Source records
==============================

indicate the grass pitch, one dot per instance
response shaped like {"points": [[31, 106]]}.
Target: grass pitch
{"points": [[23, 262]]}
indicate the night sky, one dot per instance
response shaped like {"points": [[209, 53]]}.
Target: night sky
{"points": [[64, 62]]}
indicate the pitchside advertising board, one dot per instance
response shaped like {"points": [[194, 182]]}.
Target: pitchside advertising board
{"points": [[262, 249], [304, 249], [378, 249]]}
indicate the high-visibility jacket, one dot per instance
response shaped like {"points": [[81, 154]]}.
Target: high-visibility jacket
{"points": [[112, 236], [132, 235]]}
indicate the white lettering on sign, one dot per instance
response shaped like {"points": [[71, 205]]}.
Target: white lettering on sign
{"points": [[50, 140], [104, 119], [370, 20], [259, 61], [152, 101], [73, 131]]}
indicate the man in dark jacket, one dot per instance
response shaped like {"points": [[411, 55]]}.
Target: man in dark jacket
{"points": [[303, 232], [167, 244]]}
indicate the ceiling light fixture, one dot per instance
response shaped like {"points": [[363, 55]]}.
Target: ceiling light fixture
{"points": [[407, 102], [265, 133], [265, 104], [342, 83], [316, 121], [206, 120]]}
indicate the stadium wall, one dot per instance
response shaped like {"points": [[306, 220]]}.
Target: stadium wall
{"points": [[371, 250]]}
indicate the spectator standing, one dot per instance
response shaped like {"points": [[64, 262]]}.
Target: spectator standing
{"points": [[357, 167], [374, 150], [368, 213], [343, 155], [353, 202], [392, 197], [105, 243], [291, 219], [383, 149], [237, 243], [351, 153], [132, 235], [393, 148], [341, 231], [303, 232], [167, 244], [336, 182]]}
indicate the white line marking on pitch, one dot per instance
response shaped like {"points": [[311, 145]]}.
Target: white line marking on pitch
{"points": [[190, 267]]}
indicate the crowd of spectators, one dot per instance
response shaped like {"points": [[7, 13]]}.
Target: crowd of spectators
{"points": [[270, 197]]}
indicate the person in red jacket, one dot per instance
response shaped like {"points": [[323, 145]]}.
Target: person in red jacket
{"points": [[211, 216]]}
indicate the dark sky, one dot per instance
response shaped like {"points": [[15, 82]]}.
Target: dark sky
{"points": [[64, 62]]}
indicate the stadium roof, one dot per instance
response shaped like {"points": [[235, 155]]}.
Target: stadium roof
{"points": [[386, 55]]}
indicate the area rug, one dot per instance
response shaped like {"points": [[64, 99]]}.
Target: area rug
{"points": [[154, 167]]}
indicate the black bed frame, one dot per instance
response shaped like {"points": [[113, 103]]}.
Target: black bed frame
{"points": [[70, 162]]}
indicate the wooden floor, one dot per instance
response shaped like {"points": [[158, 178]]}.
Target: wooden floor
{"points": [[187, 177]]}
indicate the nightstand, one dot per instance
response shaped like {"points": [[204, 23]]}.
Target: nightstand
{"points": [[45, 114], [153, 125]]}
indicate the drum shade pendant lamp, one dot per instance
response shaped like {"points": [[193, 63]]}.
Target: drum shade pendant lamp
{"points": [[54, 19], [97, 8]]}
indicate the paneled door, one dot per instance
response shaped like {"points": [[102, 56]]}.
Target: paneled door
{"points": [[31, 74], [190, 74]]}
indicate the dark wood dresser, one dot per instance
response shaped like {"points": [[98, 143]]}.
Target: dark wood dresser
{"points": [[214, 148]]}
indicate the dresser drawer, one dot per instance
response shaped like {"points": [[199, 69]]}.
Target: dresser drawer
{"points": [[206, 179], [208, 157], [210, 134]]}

==============================

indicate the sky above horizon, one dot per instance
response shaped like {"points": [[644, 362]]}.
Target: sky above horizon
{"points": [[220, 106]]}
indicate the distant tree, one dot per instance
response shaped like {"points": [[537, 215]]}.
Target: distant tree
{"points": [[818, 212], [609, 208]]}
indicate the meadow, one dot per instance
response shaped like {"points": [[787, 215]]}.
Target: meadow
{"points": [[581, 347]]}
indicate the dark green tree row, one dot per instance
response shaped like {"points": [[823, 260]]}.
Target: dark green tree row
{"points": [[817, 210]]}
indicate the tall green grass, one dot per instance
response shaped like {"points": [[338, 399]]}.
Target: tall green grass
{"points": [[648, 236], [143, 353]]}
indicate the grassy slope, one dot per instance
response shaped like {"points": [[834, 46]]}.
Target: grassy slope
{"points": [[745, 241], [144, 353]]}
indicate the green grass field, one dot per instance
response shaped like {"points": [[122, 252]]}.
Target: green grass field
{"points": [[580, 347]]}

==============================

### Aim
Return every line of the records that contains the string "distant".

### Answer for this exercise
indicate the distant tree, one dot per instance
Target: distant tree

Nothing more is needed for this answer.